TO DO: Reproduce each line of the listing below verbatim.

PROVIDED RECORDS:
════════

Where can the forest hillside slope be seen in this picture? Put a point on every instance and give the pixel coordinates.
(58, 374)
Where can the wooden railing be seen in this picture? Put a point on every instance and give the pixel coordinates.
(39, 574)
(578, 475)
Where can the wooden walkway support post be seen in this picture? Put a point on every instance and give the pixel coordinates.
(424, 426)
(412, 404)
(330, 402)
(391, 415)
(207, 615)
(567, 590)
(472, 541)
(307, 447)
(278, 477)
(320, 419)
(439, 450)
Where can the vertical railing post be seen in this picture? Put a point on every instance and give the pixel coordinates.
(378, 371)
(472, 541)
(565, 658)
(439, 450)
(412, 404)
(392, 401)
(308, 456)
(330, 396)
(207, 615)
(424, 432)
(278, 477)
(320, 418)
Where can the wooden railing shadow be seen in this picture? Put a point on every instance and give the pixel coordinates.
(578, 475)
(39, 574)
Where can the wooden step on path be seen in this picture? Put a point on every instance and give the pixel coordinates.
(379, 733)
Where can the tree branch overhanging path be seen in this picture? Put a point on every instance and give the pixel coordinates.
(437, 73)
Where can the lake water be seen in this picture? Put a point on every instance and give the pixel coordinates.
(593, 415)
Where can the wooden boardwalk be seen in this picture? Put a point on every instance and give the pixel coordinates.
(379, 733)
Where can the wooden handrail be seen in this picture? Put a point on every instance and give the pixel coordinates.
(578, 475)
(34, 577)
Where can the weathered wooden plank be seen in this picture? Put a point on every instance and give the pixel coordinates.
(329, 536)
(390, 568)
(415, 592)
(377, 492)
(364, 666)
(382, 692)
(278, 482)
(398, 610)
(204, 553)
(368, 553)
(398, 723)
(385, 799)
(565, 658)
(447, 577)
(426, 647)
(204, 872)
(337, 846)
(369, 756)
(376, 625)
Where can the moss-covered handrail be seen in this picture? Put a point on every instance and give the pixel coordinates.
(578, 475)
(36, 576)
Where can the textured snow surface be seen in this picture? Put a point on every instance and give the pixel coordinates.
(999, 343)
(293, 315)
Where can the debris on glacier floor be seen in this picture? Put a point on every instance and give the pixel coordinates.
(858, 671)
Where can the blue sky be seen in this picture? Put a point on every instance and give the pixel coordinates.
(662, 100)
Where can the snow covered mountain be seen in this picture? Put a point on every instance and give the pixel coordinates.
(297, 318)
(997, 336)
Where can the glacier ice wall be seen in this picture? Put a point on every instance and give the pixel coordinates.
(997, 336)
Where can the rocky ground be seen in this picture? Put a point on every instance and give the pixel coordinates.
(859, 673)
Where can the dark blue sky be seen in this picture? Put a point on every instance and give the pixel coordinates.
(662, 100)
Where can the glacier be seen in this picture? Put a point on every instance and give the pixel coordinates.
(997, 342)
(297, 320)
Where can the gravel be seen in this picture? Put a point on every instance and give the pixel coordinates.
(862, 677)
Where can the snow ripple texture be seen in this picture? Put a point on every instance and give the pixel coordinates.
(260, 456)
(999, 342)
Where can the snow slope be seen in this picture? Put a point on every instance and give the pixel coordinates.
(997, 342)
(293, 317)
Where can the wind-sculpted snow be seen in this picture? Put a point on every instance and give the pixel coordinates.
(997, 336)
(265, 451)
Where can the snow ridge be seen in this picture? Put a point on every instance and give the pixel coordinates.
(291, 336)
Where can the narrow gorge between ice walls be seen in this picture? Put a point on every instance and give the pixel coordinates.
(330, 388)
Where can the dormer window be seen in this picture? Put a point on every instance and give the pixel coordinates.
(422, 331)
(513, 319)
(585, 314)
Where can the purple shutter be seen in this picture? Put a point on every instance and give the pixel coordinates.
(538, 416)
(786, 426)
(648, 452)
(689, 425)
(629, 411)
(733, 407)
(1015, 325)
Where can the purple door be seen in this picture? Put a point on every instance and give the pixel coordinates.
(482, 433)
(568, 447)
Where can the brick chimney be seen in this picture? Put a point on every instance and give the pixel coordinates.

════════

COMPLETED TASK:
Where can the forest hillside slope be seen in this picture? Put a point on every instance and give the pixel coordinates.
(58, 374)
Where can the wooden railing be seen in this picture? Put a point on every instance and give the pixel coordinates.
(39, 574)
(578, 475)
Where can the wooden walkway support post be seen in this picture? Put a point on every instance and give the pixel coordinates.
(424, 426)
(412, 404)
(330, 402)
(391, 415)
(207, 615)
(567, 590)
(472, 541)
(307, 447)
(278, 477)
(320, 419)
(439, 450)
Where can the vertical railing post be seen in this picture? Put a point on every instance and give the pixel coordinates.
(378, 371)
(472, 541)
(565, 658)
(439, 450)
(412, 404)
(392, 401)
(308, 456)
(330, 396)
(207, 615)
(424, 432)
(278, 477)
(320, 418)
Where can the wooden railing shadow be seen in this picture? Put a point on every instance and give the pixel coordinates.
(578, 475)
(39, 574)
Where can the wooden step on path be seen in this picture? Put a point on every instance and give the pixel coordinates.
(379, 733)
Where can the tree branch overhanging path be seen in this picture? Put a point on every instance and give the pixel coordinates.
(437, 73)
Where can the lake water be seen in this picture? Put a point on every instance and give the pixel coordinates.
(593, 415)
Where can the wooden boardwalk be seen in this picture? Put a point on every instance and give the pixel coordinates.
(379, 733)
Where can the wooden handrail be seen in this picture? Put a point on every instance and give the pixel coordinates.
(578, 475)
(34, 577)
Where can the weathered wooden plank be seen in this picture? Put a point on every instance and give the pixel coordinates.
(329, 536)
(390, 568)
(415, 592)
(377, 492)
(364, 666)
(382, 692)
(278, 482)
(398, 610)
(204, 553)
(368, 553)
(398, 723)
(385, 799)
(565, 658)
(447, 577)
(426, 647)
(204, 872)
(337, 846)
(369, 756)
(376, 625)
Where can the moss-covered handrail be seen in this picture? Put a point on every instance and give the pixel coordinates.
(578, 475)
(36, 576)
Where can the textured snow surface be seen in this picture? Put a point on every instance and give the pixel coordinates.
(999, 343)
(293, 315)
Where can the debris on glacier floor be seen in this picture? Put a point on every instance and give the pixel coordinates.
(858, 671)
Where can the blue sky be seen in this picture? Put a point on every instance and give the pixel coordinates.
(662, 100)
Where can the snow covered mountain be seen in this picture? Put a point on every instance and give the pixel coordinates.
(297, 318)
(997, 336)
Where can the glacier ice wall be seen in this picture? Put a point on every instance and give the pixel coordinates.
(997, 336)
Where can the rocky ground be seen in this picture? Put a point on every instance and give the pixel coordinates.
(859, 673)
Where can the dark blue sky be seen in this picture? Put a point on every instance and give the pixel coordinates.
(662, 100)
Where can the glacier be seen in this picture? Put a point on every instance and give the pixel coordinates.
(997, 342)
(297, 320)
Where can the gravel be seen in this picture? Put a point on every instance and give the pixel coordinates.
(862, 677)
Where can the snow ripple texture be seen in this picture? Put a point on every instance and give the pixel coordinates.
(260, 456)
(999, 342)
Where can the snow slope be seen in this picture? Put a point on every instance and give the pixel coordinates.
(997, 342)
(293, 317)
Where can the wind-sculpted snow be seen in this picture? Put a point on every instance and give the pixel coordinates.
(997, 336)
(265, 451)
Where can the snow ridge be seen in this picture? Put a point on every instance and give the pixel coordinates.
(291, 336)
Where can the narrow gorge between ice walls be seen in this picture? Put a point on every instance and give the pixel coordinates.
(330, 388)
Where can the dormer window be seen in this picture? Put a point on every instance and give the pixel coordinates.
(422, 331)
(513, 319)
(585, 314)
Where can the purple shutter be seen in this picture? Put a point on every instance and give the pixel coordinates.
(538, 416)
(786, 426)
(648, 452)
(689, 425)
(629, 411)
(733, 407)
(1015, 325)
Where can the purple door be seen in this picture? Put a point on every instance and give the pixel coordinates.
(482, 433)
(568, 447)
Where can the brick chimney be seen in this picture? Put a point on every instance and give the pixel coordinates.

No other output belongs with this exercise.